## THE EXERCISE
Set the following entries down again exactly, line by line.

## INFORMATION GIVEN
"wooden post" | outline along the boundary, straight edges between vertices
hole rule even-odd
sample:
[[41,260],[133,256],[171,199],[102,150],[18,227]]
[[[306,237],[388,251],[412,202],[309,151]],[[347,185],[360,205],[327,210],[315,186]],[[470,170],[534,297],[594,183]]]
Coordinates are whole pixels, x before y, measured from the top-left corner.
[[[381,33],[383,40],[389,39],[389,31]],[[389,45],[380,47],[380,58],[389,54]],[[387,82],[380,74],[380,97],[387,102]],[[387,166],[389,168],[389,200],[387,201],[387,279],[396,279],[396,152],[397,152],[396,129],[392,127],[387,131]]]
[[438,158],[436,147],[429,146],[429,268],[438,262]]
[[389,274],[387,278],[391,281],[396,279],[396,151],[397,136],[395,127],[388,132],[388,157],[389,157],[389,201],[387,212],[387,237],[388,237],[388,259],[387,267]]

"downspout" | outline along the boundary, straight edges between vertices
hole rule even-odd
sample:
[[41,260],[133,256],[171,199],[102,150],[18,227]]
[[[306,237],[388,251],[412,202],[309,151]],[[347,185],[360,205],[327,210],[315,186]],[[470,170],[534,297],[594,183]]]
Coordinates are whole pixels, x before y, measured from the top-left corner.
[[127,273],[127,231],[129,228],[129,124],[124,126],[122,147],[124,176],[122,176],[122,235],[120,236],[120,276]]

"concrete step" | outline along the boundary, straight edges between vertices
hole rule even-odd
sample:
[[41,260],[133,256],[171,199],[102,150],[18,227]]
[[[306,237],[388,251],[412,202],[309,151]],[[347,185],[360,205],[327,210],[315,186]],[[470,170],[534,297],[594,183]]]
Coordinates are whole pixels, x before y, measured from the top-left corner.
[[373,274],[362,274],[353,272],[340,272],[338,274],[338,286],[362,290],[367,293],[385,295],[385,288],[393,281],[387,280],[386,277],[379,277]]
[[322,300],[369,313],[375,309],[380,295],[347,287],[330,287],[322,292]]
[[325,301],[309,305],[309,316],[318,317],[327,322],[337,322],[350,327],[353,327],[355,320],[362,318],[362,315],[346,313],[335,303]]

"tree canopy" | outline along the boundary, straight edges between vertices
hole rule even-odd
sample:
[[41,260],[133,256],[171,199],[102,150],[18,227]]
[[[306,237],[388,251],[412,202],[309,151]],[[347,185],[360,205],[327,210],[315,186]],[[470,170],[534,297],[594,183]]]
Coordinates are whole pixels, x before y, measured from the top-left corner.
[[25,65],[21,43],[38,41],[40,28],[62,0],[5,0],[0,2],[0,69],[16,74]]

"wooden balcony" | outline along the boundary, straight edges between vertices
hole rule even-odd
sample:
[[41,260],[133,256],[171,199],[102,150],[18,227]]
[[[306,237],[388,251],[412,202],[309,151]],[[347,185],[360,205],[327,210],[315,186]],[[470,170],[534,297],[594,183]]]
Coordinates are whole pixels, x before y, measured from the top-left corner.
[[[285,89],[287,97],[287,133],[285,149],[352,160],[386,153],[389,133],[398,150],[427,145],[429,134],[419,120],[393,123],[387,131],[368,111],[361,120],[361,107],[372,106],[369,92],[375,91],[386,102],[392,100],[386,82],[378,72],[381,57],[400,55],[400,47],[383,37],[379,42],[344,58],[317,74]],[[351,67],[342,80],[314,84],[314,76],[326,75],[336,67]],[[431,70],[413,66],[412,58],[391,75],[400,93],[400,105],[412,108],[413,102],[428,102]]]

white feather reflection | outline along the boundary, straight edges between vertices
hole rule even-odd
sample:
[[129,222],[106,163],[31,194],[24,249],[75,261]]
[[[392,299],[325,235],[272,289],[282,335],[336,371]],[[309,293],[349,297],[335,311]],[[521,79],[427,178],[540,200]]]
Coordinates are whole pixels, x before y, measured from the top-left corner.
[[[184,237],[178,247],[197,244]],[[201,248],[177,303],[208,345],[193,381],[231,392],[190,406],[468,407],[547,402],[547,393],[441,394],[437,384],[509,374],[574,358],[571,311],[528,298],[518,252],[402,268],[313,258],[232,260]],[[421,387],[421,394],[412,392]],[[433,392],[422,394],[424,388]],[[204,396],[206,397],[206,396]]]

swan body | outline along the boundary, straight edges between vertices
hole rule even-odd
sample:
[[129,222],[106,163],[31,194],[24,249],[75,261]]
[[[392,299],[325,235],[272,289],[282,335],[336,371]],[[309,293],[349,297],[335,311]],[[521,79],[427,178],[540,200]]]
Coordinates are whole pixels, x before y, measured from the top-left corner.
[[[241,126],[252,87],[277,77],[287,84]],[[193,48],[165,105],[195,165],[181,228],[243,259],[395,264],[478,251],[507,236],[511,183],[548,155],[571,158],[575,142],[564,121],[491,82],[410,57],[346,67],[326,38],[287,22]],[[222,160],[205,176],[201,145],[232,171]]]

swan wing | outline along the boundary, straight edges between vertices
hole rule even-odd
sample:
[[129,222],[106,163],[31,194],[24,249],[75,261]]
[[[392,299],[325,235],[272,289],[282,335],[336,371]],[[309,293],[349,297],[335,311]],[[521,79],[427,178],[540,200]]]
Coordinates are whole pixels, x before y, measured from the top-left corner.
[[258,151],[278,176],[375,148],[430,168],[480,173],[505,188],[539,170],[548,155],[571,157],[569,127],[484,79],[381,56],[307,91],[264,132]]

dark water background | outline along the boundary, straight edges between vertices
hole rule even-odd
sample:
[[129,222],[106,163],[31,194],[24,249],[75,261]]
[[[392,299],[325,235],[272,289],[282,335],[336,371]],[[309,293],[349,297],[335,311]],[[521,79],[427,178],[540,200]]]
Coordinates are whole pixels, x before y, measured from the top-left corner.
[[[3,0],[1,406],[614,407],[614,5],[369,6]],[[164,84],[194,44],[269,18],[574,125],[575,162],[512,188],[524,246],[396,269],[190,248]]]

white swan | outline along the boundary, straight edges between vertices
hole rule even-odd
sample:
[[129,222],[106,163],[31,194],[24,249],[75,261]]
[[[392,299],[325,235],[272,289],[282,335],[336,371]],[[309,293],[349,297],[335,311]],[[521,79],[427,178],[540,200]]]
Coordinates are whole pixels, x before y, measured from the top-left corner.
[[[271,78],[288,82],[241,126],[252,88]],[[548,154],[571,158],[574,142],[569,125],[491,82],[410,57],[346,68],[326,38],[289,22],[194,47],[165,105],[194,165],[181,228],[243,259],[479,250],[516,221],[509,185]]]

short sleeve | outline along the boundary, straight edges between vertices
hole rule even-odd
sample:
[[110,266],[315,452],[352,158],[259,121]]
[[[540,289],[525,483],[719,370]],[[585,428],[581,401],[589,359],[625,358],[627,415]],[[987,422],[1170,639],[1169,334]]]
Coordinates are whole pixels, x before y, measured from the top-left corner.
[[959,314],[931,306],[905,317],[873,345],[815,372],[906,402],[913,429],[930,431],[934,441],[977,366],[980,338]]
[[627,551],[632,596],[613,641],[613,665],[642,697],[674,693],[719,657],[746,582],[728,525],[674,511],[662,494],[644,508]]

## THE REPLY
"wooden post" | outline along the boundary, straight edges between vertices
hole rule even-odd
sample:
[[41,260],[133,256],[171,199],[102,150],[18,227]]
[[[306,237],[388,251],[412,202],[309,151]],[[347,185],[360,205],[327,210],[315,186]],[[470,170],[534,297],[594,183]]]
Coordinates are whole pixels, x before y, measured from the top-left corner.
[[[381,33],[383,40],[389,39],[389,31]],[[389,45],[380,47],[380,58],[389,54]],[[387,82],[380,74],[380,97],[387,102]],[[387,166],[389,168],[389,200],[387,201],[387,279],[396,279],[396,152],[397,152],[396,129],[392,127],[387,131]]]
[[438,158],[436,147],[429,146],[429,268],[438,262]]
[[389,274],[387,278],[391,281],[396,279],[396,151],[397,136],[395,127],[388,132],[388,157],[389,157],[389,201],[387,212],[387,237],[388,237],[388,259],[387,267]]

"downspout" | outline along the boundary, straight edges between vertices
hole rule even-odd
sample:
[[41,260],[133,256],[171,199],[102,150],[18,227]]
[[[306,237],[388,251],[412,202],[309,151]],[[347,185],[360,205],[327,210],[315,186]],[[470,170],[534,297],[594,183]]]
Coordinates are whole pixels, x before y, measured from the top-left corner.
[[127,273],[127,231],[129,228],[129,124],[124,126],[122,147],[124,176],[122,176],[122,235],[120,236],[120,276]]

"concrete step" | outline along the boundary, straight edges between vertices
hole rule even-odd
sample:
[[41,260],[133,256],[171,199],[102,150],[18,227]]
[[[306,237],[388,251],[412,202],[309,151]],[[347,185],[360,205],[327,210],[315,186]],[[470,170],[534,297],[594,183]]]
Coordinates are whole pixels, x before y, measured from the top-left corner.
[[373,274],[362,274],[353,272],[340,272],[338,274],[338,286],[362,290],[367,293],[385,295],[385,288],[393,281],[387,280],[386,277],[379,277]]
[[322,300],[369,313],[375,309],[380,295],[347,287],[330,287],[322,292]]
[[325,301],[309,305],[309,316],[318,317],[327,322],[337,322],[350,327],[353,327],[355,320],[362,318],[362,315],[346,313],[335,303]]

"tree canopy" | outline along the boundary, straight edges between vertices
hole rule even-odd
sample:
[[41,260],[133,256],[171,199],[102,150],[18,227]]
[[[306,237],[388,251],[412,202],[309,151]],[[347,185],[360,205],[327,210],[315,186]],[[470,170],[534,297],[594,183]]]
Coordinates are whole pixels, x before y, measured from the top-left corner.
[[25,65],[21,43],[38,41],[40,28],[62,0],[5,0],[0,2],[0,69],[16,74]]

"wooden balcony" | outline along the boundary, straight edges between vertices
hole rule even-odd
sample:
[[41,260],[133,256],[171,199],[102,150],[18,227]]
[[[306,237],[388,251],[412,202],[309,151]],[[347,185],[360,205],[327,210],[315,186]],[[470,170],[534,297],[594,183]]]
Coordinates are whole pixels, x before y, measured from the top-left corner.
[[[285,89],[287,97],[287,133],[285,149],[352,160],[386,153],[389,133],[398,150],[427,145],[429,134],[419,120],[393,123],[387,131],[368,111],[361,120],[361,107],[372,106],[369,92],[375,91],[386,102],[392,100],[386,82],[378,72],[381,57],[400,55],[400,47],[383,37],[379,42],[344,58],[317,74]],[[351,67],[342,80],[314,84],[314,76],[326,75],[336,67]],[[431,70],[413,66],[412,58],[391,75],[400,93],[400,105],[412,108],[413,102],[428,102]]]

white feather reflection | outline along the boundary, straight edges between vertices
hole rule even-odd
sample:
[[129,222],[106,163],[31,194],[24,249],[75,261]]
[[[392,299],[325,235],[272,289],[282,335],[336,371]],[[309,293],[349,297],[335,311]],[[521,79],[427,178],[540,200]]]
Coordinates are whole pixels, x before y, measured from the top-left corner.
[[[184,237],[178,247],[197,244]],[[201,248],[177,303],[208,345],[193,381],[231,392],[190,406],[468,407],[547,402],[547,393],[441,394],[437,384],[509,374],[574,358],[571,311],[528,298],[518,252],[402,268],[313,258],[232,260]],[[421,387],[421,394],[412,392]],[[433,392],[422,394],[424,388]],[[204,396],[206,397],[206,396]]]

swan body | outline along the boundary, straight edges between vertices
hole rule even-odd
sample:
[[129,222],[106,163],[31,194],[24,249],[75,261]]
[[[392,299],[325,235],[272,289],[282,335],[336,371]],[[309,293],[349,297],[335,311]],[[521,79],[427,178],[540,200]]]
Coordinates are whole pixels, x before y, measured from the top-left corner.
[[[241,126],[252,87],[277,77],[287,84]],[[193,48],[165,105],[195,165],[181,228],[243,259],[395,264],[478,251],[507,236],[511,183],[548,155],[571,158],[575,142],[564,121],[491,82],[410,57],[346,67],[326,38],[287,22]],[[222,160],[205,176],[201,145],[232,171]]]

swan wing | outline along the boundary, straight edges between vertices
hole rule even-odd
sample:
[[129,222],[106,163],[31,194],[24,249],[75,261]]
[[[392,299],[325,235],[272,289],[282,335],[336,371]],[[309,293],[349,297],[335,311]],[[521,79],[427,178],[540,200]]]
Coordinates are whole pixels, x before y, measured from the top-left corner.
[[258,151],[278,176],[375,148],[430,168],[480,173],[505,188],[539,170],[548,155],[571,157],[569,127],[484,79],[381,56],[307,91],[264,132]]

dark water background | outline along the boundary, straight edges between vertices
hole rule even-odd
sample:
[[129,222],[106,163],[31,194],[24,249],[75,261]]
[[[392,299],[325,235],[272,289],[282,335],[336,371]],[[309,293],[349,297],[335,311]],[[521,79],[427,178],[540,200]]]
Coordinates are whole pixels, x before y, measured from the top-left corner.
[[[3,0],[1,406],[614,407],[614,5],[369,6]],[[164,84],[194,44],[269,18],[574,125],[575,162],[512,188],[524,246],[396,269],[190,248]]]

white swan | outline along the boundary, straight edges between vertices
hole rule even-odd
sample:
[[129,222],[106,163],[31,194],[24,249],[75,261]]
[[[392,299],[325,235],[272,289],[282,335],[336,371]],[[309,293],[349,297],[335,311]],[[521,79],[427,178],[540,200]]]
Coordinates are whole pixels, x before y, measured from the top-left corner.
[[[271,78],[288,82],[241,126],[252,88]],[[548,154],[571,158],[574,142],[569,125],[491,82],[410,57],[346,68],[326,38],[289,22],[194,47],[165,105],[194,165],[181,228],[243,259],[479,250],[516,221],[509,185]]]

short sleeve | outline along the boundary, straight edges between vertices
hole rule even-odd
sample:
[[110,266],[315,452],[352,158],[259,121]]
[[[540,289],[525,483],[719,370]],[[585,428],[581,401],[589,359],[625,358],[627,415]],[[987,422],[1170,639],[1169,334]]]
Coordinates are whole pixels, x before y, measured from the top-left corner.
[[959,314],[931,306],[905,317],[873,345],[815,372],[906,402],[913,429],[930,431],[934,441],[977,366],[980,338]]
[[627,551],[632,596],[613,641],[613,665],[642,697],[674,693],[719,657],[746,582],[728,525],[674,511],[662,494],[644,508]]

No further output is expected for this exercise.